### PROBLEM TO WORK ON
Please repeat everything from the line containing "Find the black cap;" down to the line containing "[[[473,4],[489,22],[512,33],[540,33],[533,19],[533,0],[476,0]]]", keeping both of those lines.

Source records:
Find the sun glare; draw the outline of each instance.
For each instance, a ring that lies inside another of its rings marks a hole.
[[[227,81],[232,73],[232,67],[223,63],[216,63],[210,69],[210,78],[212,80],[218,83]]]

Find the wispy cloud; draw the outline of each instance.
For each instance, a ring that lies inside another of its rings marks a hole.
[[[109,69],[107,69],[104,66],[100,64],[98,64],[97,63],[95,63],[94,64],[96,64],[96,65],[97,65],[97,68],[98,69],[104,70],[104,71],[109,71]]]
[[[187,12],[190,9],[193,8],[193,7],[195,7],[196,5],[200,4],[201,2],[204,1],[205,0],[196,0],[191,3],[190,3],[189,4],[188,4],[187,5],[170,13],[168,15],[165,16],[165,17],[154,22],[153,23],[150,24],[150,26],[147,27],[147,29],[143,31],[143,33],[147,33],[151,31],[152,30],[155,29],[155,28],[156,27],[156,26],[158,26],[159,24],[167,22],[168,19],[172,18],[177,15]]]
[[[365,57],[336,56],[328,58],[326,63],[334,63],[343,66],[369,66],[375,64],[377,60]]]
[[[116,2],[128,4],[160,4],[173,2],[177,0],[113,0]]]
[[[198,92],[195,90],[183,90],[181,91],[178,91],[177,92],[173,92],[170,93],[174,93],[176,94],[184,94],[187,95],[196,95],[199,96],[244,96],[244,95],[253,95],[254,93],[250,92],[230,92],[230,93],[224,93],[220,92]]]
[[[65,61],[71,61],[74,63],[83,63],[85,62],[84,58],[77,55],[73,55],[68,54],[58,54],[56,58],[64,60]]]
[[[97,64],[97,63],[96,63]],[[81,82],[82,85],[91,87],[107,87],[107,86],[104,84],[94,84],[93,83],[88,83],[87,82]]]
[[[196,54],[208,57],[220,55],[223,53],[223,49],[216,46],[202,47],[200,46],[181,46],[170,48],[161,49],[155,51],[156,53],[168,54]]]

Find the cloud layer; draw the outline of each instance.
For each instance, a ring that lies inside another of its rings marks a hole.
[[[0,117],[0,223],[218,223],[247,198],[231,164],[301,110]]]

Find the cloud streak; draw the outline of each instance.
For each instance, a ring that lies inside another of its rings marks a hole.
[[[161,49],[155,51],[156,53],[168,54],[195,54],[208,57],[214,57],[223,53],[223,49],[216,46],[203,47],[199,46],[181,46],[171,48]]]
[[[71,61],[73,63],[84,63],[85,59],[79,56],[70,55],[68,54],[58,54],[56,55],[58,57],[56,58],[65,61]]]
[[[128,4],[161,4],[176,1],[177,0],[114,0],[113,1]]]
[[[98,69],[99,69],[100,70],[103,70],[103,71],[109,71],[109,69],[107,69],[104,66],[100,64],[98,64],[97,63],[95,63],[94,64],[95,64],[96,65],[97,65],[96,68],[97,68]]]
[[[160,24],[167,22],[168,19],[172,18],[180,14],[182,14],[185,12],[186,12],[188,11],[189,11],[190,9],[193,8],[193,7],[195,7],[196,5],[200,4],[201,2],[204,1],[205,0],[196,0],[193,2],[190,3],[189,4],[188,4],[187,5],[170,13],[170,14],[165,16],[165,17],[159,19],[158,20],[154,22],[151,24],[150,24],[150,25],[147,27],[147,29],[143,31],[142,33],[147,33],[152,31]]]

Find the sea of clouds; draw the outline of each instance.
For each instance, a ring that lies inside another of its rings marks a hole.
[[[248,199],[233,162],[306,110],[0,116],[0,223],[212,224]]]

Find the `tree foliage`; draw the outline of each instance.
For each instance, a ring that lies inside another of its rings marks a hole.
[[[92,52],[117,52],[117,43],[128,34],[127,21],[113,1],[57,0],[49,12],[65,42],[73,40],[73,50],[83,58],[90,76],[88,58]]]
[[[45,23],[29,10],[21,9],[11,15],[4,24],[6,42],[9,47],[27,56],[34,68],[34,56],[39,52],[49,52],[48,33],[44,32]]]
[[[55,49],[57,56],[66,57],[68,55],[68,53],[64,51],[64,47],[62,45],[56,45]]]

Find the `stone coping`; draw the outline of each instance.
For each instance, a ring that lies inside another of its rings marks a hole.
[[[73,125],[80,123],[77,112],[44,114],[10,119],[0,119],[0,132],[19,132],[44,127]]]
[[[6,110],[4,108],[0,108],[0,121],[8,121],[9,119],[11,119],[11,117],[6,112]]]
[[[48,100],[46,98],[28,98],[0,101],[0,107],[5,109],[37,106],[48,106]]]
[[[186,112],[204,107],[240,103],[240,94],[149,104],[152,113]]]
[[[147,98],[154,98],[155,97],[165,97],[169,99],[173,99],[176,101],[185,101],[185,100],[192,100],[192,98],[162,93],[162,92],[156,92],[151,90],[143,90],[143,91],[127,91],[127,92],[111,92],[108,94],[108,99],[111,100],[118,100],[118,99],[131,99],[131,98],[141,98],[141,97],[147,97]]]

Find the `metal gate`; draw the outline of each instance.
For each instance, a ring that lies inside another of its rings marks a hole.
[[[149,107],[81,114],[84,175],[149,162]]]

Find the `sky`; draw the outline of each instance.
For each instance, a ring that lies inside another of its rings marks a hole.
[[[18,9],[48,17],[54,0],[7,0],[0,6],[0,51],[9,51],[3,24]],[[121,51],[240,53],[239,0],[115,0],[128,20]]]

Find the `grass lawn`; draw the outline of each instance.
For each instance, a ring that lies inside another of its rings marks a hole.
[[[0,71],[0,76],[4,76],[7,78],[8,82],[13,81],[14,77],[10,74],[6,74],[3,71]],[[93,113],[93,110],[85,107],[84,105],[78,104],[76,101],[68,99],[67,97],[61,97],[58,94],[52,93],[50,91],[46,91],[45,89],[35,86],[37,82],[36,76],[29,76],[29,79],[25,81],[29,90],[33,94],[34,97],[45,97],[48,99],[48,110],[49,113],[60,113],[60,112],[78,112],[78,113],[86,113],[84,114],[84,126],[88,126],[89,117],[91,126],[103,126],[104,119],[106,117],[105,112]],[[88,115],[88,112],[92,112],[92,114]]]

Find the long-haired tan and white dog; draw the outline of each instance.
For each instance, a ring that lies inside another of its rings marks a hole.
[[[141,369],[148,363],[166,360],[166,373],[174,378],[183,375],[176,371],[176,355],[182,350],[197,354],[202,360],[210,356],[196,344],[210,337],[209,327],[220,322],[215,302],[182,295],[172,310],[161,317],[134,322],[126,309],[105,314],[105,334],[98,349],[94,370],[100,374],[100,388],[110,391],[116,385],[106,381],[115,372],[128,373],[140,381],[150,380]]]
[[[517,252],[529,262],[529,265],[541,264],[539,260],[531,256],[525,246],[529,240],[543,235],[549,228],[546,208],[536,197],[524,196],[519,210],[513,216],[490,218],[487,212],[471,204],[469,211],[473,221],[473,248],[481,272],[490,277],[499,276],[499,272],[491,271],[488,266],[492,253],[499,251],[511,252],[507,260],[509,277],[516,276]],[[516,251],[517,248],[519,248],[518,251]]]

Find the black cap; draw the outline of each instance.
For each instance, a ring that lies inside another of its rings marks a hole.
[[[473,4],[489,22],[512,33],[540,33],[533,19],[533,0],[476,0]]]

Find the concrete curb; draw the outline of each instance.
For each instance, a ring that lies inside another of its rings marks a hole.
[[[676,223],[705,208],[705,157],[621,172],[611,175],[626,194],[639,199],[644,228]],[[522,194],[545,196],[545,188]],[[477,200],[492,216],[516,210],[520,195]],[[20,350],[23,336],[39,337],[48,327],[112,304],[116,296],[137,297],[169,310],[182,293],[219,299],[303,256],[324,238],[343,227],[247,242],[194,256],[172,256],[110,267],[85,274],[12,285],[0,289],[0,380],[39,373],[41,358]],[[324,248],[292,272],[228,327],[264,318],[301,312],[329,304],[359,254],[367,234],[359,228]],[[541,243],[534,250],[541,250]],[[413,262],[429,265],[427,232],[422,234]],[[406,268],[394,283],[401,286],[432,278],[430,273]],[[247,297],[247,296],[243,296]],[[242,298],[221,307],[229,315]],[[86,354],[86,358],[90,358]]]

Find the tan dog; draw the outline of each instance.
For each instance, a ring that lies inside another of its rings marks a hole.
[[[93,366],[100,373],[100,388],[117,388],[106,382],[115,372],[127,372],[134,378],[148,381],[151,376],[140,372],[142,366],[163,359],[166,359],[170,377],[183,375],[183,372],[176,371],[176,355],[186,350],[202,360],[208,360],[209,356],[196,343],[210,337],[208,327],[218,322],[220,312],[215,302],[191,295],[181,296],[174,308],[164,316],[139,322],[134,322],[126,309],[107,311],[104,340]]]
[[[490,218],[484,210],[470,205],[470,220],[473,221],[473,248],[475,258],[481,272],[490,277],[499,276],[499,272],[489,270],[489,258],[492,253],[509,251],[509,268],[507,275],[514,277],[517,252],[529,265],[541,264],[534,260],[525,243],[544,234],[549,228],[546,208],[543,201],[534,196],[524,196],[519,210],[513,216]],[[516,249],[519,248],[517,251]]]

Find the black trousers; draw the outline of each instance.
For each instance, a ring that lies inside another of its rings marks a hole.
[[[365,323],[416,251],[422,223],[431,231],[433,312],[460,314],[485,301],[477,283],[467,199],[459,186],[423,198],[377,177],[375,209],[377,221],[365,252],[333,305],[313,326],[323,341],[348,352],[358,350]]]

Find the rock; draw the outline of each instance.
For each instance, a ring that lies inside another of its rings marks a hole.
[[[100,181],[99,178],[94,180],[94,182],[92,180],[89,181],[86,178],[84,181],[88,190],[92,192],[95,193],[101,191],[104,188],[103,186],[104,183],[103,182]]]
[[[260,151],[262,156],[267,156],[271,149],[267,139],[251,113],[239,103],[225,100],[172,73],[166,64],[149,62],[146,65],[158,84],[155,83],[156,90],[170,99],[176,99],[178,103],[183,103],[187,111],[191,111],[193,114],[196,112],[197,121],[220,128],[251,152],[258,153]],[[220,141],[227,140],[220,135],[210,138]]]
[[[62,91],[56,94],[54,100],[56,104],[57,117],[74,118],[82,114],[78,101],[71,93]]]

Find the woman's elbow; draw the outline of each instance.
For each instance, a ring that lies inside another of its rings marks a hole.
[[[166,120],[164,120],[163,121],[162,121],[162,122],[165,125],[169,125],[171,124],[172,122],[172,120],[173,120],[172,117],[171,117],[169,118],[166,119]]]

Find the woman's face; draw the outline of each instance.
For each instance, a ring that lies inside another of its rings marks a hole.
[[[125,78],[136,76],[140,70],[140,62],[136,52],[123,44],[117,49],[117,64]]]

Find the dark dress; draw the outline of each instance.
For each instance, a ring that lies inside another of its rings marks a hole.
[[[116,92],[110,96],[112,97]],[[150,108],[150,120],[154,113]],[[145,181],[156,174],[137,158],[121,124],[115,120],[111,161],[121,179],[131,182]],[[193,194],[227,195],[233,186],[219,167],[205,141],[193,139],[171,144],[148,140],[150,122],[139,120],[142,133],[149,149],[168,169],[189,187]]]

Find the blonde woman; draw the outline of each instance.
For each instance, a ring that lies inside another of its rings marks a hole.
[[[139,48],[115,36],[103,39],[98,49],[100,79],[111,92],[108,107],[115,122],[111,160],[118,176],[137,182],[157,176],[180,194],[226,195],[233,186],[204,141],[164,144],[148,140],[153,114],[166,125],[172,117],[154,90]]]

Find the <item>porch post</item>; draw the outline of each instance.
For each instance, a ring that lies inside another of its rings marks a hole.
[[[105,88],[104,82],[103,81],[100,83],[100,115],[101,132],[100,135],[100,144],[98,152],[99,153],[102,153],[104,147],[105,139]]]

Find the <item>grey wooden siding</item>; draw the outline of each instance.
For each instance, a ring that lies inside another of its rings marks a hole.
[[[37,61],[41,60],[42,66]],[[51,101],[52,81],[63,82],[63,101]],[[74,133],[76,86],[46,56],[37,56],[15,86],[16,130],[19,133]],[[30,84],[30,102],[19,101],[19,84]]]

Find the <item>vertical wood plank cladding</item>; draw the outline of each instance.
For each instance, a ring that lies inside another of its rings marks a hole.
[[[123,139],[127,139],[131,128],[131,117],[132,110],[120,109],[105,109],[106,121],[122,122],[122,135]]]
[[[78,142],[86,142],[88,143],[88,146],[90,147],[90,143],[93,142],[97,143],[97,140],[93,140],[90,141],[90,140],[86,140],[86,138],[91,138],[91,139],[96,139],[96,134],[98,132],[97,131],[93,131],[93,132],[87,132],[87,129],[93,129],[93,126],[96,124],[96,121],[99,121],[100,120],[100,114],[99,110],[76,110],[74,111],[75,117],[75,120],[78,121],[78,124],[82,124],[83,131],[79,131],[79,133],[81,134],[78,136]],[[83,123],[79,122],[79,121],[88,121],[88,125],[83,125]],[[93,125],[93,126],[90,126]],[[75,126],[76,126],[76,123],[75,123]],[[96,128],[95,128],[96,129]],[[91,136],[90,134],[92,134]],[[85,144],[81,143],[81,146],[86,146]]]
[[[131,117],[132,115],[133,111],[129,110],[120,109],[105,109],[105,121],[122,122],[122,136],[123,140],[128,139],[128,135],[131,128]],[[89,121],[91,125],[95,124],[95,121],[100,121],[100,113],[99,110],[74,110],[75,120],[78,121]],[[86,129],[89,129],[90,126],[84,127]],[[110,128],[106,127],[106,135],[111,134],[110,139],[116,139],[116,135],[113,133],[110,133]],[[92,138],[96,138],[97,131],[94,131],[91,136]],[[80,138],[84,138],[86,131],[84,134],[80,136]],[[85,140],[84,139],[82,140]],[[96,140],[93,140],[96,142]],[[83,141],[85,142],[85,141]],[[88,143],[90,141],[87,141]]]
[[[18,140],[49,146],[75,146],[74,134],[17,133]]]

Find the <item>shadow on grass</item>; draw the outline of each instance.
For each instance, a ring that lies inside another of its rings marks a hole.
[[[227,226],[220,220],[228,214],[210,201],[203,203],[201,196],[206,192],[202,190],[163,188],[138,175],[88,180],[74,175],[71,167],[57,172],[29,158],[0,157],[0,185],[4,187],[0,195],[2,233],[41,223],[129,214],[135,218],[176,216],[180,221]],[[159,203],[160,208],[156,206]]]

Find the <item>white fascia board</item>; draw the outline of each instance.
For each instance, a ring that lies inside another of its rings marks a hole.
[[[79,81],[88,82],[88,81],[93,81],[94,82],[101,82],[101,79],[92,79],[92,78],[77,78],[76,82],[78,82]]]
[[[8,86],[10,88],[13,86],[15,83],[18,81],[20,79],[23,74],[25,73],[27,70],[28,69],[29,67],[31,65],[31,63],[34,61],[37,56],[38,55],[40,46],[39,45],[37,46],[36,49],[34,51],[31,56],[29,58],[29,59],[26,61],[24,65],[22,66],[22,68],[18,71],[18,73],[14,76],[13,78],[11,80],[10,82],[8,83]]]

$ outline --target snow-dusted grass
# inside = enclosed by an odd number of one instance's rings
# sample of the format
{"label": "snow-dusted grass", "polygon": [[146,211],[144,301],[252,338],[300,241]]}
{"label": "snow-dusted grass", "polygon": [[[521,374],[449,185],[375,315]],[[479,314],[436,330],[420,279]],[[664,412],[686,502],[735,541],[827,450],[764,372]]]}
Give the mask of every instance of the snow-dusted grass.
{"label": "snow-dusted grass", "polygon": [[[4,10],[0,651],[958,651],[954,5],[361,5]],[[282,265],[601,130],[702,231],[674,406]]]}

### THE OUTPUT
Find the black cap; draw the outline of each instance.
For each instance, a ring that lies inside another of its rings marks a hole.
[[[473,4],[489,22],[512,33],[540,33],[533,19],[533,0],[476,0]]]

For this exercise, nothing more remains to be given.